Texte ->
_ _ _ _ _

Quand, fin 2015, les taux de dioxyde d’azote du centre-ville de Rennes repassent sous les seuils limites européens, l’élue persiste et prolonge l’expérience Ambassad’Air. Une tentative de doubler les autorités officielles sur la question ? « Non, assure l’adjointe. Ces capteurs aident à prendre conscience de la pollution et leurs mesures peuvent affiner les connaissances à l’échelle d’un quartier par exemple. »

Comme dans les autres régions françaises, l’air breton est déjà quotidiennement scruté par une association de surveillance de la qualité de l’air : Air Breizh. Peu dotée financièrement, elle est l’une des plus petites agences de France. D’abord critique envers ce projet citoyen, son directeur Gaël Lefeuvre a été rassuré par les résultats des deux premières saisons. « Nous mettons à disposition les résultats de nos 18 stations rennaises pour qu’ils puissent les comparer avec les leurs. Et elles vont dans le même sens. »

Les services de l’État sont aussi concernés. Dès 2012, ils ont coordonné l’élaboration d’un plan de protection de l’atmosphère, le PPA. Il s’agit de ramener, ou de maintenir, les différents polluants sous le seuil réglementaire à horizon 2020. Des particules fines et du dioxyde d’azote principalement. Pour Rennes, ce PPA est une obligation légale : l’agglomération compte plus de 250 000 habitants.

Peu directif, le plan a permis à Rennes de tester pendant un an une réduction de la vitesse de 20 kilomètres/heure sur sa rocade. Depuis cet automne, le préfet peut également restreindre la circulation automobile dans le centre-ville en cas de pic de pollution, mais pas sur la rocade. Côté bilan, l’évaluation du PPA lancé en 2015 ne semble pas prioritaire. Après plusieurs reports, elle devrait être présentée courant 2019.

Un rapport d’information du Sénat, daté d’avril 2018, avait d’ailleurs alerté sur le manque d’ambition des pouvoirs publics en la matière. Un mois plus tard, le couperet est tombé : la Commission de Bruxelles a fini par enclencher un contentieux pour « non-respect des valeurs limites fixées pour le dioxyde d’azote (NO2) » et pour « manquement à l’obligation de prendre des mesures appropriées pour écourter le plus possible les périodes de dépassement ». Les zones de Paris, Lyon, Grenoble et des Bouches-du-Rhône sont particulièrement visées.

Du côté des associations de terrain, l’existence du contentieux importe peu. Le dossier de la qualité de l’air, en revanche, continue à faire son chemin. Les projets français de mesures citoyennes sont rares, mais ils existent. Depuis 2015, une poignée de chercheurs parisiens des universités de la Sorbonne et Paris-Diderot a élaboré une microstation capable d’évaluer les taux de particules fines présents dans l’atmosphère. Rassemblée sous le nom d’Air Citizen, la démarche se revendique du courant de la science citoyenne et participative et privilégie les ateliers encadrés par des scientifiques.

Depuis décembre, son équipe accompagne des habitants du XXe arrondissement de Paris pour une campagne de mesures environnementales autour des particules fines. Une première dans la capitale.

_ _ _ _ _

Extraits du listing ->
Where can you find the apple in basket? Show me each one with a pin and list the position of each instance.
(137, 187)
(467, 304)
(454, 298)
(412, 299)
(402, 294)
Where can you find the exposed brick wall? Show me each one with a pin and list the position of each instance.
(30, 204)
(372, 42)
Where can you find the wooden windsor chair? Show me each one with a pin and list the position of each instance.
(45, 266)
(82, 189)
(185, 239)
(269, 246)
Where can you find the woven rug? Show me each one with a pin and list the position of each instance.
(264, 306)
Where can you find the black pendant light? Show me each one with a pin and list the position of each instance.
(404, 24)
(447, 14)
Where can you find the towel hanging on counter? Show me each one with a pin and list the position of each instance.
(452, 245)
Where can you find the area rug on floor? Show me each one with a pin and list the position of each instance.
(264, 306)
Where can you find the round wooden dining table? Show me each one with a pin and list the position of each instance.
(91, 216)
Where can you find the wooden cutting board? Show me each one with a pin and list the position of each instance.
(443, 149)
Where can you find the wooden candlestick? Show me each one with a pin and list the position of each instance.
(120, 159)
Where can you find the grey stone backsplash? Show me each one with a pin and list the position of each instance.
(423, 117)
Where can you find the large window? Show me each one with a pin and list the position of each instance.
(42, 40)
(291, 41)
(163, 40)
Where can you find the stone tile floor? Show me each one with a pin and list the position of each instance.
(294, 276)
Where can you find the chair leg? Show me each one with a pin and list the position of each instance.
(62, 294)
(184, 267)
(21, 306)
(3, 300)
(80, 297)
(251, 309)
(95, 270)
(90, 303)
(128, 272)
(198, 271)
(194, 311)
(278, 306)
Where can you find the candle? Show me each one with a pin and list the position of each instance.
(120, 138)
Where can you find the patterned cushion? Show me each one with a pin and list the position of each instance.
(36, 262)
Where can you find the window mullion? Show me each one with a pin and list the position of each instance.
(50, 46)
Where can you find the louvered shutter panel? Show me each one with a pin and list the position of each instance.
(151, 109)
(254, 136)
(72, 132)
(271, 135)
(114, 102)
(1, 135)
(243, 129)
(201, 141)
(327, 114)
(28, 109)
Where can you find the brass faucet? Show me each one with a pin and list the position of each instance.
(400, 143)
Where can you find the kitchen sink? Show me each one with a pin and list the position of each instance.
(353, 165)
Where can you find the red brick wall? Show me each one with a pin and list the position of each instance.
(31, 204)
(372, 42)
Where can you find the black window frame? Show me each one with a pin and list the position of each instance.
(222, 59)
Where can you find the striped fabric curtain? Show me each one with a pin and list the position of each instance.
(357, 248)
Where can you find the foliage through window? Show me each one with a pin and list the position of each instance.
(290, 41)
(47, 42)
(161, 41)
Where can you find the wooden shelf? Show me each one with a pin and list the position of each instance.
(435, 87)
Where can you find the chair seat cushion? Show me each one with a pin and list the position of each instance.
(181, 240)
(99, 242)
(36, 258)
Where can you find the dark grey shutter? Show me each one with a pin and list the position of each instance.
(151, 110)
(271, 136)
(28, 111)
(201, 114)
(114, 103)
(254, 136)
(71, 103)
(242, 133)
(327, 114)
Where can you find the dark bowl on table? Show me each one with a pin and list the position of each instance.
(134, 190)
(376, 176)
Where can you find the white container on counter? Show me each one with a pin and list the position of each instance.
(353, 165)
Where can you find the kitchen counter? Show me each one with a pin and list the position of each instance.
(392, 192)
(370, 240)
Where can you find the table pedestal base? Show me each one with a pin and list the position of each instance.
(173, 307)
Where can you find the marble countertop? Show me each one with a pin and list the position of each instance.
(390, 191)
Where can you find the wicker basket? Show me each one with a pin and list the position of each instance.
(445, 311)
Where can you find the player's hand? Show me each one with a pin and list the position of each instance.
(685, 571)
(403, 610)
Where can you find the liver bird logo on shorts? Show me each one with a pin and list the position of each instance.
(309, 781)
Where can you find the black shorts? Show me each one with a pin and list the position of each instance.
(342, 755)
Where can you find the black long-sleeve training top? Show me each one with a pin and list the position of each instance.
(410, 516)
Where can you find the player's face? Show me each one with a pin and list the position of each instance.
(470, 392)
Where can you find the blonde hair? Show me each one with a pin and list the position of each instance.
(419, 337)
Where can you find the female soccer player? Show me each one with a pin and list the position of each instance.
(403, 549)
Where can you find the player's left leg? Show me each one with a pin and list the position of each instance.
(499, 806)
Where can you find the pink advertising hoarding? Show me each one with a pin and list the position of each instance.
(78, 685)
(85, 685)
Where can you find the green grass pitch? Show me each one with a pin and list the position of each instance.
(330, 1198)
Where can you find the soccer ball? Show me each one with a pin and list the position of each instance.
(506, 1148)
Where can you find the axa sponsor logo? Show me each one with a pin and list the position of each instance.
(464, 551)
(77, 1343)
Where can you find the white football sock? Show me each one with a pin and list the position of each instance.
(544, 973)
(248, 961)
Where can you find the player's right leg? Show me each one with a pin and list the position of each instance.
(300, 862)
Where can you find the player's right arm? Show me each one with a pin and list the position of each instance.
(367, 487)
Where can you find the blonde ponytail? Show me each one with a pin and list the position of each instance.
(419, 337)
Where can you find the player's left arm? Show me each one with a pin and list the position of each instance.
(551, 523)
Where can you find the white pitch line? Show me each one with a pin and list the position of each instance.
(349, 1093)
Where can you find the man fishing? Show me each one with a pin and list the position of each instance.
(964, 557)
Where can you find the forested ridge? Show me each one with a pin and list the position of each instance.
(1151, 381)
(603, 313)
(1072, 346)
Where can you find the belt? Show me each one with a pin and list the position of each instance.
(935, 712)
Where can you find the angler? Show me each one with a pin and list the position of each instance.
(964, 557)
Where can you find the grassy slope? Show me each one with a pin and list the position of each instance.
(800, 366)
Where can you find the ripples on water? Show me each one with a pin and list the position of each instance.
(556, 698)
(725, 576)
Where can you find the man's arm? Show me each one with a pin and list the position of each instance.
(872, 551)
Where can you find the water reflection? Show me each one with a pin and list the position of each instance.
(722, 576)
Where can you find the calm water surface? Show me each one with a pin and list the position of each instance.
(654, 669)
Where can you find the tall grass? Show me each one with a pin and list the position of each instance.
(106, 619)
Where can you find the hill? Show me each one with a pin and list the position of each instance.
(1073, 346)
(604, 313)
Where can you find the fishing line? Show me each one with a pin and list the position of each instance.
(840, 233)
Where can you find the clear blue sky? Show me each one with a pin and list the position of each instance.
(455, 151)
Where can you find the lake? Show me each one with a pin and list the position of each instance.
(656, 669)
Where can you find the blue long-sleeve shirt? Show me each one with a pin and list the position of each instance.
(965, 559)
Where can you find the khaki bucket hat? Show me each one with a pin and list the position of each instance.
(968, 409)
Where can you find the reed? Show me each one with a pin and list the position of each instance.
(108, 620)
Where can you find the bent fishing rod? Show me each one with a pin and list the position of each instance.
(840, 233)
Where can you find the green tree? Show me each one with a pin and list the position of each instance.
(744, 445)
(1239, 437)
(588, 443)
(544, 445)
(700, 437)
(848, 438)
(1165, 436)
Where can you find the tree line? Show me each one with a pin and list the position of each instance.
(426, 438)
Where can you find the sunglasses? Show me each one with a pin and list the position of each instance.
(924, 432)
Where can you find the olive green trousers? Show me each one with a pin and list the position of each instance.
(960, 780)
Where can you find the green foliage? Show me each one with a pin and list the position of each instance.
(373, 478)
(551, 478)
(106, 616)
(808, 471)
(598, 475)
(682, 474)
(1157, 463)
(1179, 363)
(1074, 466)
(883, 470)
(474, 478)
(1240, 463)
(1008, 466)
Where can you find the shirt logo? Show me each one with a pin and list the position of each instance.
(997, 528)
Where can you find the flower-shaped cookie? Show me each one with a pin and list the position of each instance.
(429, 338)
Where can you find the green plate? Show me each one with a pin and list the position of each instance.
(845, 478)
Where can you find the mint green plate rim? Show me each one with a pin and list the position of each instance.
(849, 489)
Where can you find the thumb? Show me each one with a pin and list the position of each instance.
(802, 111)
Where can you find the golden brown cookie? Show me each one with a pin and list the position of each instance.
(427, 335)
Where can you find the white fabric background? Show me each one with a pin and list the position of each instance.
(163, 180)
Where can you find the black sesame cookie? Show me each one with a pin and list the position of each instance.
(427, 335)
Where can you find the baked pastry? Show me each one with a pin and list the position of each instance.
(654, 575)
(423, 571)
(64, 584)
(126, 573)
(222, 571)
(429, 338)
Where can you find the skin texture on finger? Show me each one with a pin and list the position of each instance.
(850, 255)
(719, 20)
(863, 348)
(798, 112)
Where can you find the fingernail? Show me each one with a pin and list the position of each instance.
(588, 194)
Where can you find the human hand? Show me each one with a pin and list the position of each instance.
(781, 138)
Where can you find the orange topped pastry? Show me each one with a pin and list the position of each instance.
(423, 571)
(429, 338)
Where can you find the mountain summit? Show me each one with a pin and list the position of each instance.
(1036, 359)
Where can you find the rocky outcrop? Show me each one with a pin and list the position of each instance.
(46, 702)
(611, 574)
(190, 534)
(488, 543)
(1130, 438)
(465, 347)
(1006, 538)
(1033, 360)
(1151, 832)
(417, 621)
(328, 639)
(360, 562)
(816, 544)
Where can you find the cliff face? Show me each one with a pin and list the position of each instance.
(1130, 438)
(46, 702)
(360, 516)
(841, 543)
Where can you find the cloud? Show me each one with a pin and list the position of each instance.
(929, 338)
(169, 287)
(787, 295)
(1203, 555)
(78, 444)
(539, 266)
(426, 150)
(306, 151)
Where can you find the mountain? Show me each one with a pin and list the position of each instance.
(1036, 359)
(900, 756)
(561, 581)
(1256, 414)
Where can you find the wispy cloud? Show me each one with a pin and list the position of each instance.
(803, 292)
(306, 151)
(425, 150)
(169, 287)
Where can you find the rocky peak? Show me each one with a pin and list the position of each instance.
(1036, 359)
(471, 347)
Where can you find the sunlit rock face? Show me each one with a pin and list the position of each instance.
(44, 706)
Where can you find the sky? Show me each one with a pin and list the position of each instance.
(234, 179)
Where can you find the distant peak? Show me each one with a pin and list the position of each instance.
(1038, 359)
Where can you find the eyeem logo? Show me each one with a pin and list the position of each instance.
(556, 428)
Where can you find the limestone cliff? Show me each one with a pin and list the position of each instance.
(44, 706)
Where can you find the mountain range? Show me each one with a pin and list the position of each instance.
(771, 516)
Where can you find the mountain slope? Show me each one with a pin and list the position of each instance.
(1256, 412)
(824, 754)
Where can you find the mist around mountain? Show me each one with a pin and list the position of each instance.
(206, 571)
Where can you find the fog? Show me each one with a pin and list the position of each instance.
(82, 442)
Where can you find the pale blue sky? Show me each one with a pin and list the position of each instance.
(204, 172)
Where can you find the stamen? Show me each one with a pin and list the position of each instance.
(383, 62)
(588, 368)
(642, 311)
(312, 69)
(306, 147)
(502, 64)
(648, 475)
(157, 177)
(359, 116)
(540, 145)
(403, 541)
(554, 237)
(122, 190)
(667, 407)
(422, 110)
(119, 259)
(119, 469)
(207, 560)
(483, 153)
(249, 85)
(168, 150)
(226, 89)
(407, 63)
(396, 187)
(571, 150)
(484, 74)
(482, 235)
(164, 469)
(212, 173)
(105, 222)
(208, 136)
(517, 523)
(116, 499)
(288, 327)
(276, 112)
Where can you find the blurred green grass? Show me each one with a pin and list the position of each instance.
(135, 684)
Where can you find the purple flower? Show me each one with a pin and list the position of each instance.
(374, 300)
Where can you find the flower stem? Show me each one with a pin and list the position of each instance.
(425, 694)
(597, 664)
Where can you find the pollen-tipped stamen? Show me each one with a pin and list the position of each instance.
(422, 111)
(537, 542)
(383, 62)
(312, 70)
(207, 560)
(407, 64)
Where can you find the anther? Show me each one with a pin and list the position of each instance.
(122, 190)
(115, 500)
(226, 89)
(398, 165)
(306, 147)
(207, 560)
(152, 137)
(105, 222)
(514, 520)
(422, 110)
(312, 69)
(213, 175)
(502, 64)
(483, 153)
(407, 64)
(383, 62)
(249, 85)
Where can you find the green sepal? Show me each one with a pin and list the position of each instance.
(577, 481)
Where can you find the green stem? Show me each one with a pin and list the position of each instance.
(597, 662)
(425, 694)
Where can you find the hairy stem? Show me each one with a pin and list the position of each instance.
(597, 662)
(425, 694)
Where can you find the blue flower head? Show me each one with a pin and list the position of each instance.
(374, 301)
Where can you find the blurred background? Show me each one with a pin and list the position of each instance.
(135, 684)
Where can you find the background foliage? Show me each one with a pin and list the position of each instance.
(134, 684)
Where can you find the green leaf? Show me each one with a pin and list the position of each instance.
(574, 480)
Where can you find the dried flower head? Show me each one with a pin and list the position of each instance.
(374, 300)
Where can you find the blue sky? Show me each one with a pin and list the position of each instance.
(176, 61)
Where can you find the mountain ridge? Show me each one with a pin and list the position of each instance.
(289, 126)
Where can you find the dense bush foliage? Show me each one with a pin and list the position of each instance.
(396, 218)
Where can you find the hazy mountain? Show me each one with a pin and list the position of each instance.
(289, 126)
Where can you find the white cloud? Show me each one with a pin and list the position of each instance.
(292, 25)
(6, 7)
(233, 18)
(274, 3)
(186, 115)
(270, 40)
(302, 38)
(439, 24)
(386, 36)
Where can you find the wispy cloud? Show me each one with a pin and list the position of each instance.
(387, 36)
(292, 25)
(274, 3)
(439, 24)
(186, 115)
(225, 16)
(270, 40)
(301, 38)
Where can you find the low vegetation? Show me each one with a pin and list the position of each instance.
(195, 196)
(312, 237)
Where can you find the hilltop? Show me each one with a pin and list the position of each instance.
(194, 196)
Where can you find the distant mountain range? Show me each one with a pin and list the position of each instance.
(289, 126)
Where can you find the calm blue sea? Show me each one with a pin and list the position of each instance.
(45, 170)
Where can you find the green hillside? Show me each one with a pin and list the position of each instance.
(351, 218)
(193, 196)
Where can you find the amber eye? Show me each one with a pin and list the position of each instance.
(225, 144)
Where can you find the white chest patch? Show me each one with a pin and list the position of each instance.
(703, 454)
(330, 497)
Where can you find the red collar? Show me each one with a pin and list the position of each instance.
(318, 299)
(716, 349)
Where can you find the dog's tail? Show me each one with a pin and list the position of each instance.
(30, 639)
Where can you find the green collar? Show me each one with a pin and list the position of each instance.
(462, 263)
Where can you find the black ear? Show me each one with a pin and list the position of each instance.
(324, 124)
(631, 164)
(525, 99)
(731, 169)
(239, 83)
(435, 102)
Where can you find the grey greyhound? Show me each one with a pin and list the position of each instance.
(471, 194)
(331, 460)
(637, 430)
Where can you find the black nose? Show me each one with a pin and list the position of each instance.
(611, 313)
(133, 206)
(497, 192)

_ _ _ _ _

Consignes ->
- 1) Mettez à l'échelle le passage du listing allant de la ligne contenant "Where can you find the player's left leg?" jusqu'à celle contenant "(330, 1198)", bornes comprises, en recopiant toutes ses lignes. Chaque coordonnée de point est multipliée par 1,15 puis arrondie à l'entier le plus proche, les demi-unités étant arrondies vers le haut.
- 2) Rédigez la suite du texte sur la surveillance de la qualité de l'air, à partir de sa dernière phrase.

Corrigés ->
- 1)
Where can you find the player's left leg? Show me each one with a pin and list the position of each instance.
(574, 927)
Where can you find the pink advertising hoarding? Show me each one with a pin and list the position of each instance.
(90, 788)
(98, 788)
Where can you find the green grass pitch? Show me each one with a pin and list the position of each instance.
(380, 1378)

- 2)
Du côté de la vallée de l’Arve, en Haute-Savoie, l’une des zones dorénavant en contentieux sur les pollutions au dioxyde d’azote, c’est l’agence officielle de mesure qui a mis les habitants en ordre de bataille. À ce jour, une cinquantaine de Grenoblois ont adhéré aux deux sessions de prêt de microcapteurs organisées depuis 2017.

Plus confidentiel, un collectif de citoyens des Bouches-du-Rhône a lancé depuis six mois une campagne pour installer des microcapteurs autour d’une usine proche de l’étang de Berre et récolter des données qu’ils souhaitent « opposer » aux mesures d’Air Paca, qu’ils jugent « partielles ».

« À ce jour, ces microcapteurs sont d’abord des outils pédagogiques pour mieux comprendre la pollution, parce qu’obtenir de la donnée sans restitution ni analyse n’a pas de sens », insiste Laurence Allard, maîtresse de conférences à la Sorbonne et investie dans le projet parisien Air Citizen. Également invitée à intervenir dans le rapport de l’Agence de l’environnement sur les microcapteurs publié fin 2017, elle soutient la capacité de ces campagnes à assurer une montée en compétence des habitants et, in fine, une meilleure compréhension des enjeux de la qualité de l’air.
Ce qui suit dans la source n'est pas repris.